◆ RECORDED DATA
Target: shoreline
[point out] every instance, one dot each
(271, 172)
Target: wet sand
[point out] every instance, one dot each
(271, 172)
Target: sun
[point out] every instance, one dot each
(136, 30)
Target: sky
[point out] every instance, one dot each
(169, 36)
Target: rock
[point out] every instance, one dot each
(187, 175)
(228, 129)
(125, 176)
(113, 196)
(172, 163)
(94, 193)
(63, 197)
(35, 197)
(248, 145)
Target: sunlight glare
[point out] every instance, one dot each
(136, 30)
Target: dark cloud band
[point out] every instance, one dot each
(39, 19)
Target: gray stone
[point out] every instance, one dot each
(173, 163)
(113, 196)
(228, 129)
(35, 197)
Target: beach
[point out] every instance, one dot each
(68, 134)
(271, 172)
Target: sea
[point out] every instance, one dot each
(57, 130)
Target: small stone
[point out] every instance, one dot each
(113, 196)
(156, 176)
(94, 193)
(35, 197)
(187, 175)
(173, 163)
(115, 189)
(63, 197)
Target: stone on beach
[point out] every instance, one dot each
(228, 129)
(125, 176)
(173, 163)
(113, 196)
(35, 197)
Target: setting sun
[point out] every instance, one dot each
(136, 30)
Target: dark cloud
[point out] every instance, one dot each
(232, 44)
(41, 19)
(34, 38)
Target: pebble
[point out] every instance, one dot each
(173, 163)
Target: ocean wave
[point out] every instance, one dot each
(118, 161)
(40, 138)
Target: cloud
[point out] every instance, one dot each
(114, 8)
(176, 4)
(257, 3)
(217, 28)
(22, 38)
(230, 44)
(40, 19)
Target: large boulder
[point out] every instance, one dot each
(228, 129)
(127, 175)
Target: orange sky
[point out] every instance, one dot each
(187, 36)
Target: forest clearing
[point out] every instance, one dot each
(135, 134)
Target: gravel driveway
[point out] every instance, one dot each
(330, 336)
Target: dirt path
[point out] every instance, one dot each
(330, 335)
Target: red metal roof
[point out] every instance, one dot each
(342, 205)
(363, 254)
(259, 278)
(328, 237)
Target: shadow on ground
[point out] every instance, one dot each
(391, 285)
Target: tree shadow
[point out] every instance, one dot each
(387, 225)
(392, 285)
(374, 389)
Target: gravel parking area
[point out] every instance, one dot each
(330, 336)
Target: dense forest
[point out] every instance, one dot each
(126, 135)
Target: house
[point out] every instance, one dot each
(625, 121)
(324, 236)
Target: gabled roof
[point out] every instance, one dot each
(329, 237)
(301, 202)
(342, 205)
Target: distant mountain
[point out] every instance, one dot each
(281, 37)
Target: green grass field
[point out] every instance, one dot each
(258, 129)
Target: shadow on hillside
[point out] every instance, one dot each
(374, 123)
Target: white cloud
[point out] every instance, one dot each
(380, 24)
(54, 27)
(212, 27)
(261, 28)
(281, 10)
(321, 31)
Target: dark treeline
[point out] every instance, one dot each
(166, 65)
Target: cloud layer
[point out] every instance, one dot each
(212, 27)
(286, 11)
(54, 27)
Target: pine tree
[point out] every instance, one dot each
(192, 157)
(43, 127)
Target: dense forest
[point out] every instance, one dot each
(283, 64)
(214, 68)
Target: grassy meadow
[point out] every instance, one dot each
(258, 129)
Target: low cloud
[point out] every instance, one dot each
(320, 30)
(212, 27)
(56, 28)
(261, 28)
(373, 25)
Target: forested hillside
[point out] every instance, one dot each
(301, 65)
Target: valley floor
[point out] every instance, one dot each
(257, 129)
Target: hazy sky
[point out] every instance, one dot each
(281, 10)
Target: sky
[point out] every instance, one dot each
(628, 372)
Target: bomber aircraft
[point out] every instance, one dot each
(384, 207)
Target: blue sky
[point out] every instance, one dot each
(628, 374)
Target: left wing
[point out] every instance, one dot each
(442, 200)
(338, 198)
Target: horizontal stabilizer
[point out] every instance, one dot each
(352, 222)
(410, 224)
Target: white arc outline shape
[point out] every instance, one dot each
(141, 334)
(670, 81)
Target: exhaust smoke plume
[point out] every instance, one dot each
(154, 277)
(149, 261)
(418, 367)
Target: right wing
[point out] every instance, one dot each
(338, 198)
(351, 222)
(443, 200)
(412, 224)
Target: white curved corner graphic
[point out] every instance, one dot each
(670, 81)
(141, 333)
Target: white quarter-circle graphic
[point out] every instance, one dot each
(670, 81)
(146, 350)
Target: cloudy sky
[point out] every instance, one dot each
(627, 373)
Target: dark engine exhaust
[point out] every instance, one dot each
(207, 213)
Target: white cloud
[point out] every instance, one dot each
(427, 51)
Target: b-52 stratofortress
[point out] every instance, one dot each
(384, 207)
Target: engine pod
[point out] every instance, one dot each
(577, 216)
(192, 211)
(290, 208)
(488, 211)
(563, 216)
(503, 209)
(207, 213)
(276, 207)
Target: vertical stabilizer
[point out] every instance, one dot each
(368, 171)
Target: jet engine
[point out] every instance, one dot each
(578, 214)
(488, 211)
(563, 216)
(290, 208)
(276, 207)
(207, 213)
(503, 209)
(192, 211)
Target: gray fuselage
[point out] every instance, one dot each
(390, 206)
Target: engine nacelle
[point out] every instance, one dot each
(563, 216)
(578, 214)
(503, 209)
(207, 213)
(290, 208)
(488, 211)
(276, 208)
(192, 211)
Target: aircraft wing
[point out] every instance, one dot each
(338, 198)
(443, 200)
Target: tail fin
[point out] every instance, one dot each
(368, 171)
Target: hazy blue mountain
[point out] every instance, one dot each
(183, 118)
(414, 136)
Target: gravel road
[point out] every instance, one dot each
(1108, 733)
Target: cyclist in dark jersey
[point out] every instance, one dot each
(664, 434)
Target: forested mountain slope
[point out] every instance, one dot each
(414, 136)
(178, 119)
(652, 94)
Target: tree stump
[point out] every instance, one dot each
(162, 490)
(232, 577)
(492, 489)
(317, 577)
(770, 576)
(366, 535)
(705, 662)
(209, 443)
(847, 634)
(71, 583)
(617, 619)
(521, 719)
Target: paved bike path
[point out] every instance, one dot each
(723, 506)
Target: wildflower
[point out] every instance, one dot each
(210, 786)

◆ TASK REQUIREMENTS
The lines holding the string "graphic" in the listing above are what you should copy out.

◆ RESULT OF THIS EXERCISE
Target: white curved corner graphic
Target: white quarter-circle graphic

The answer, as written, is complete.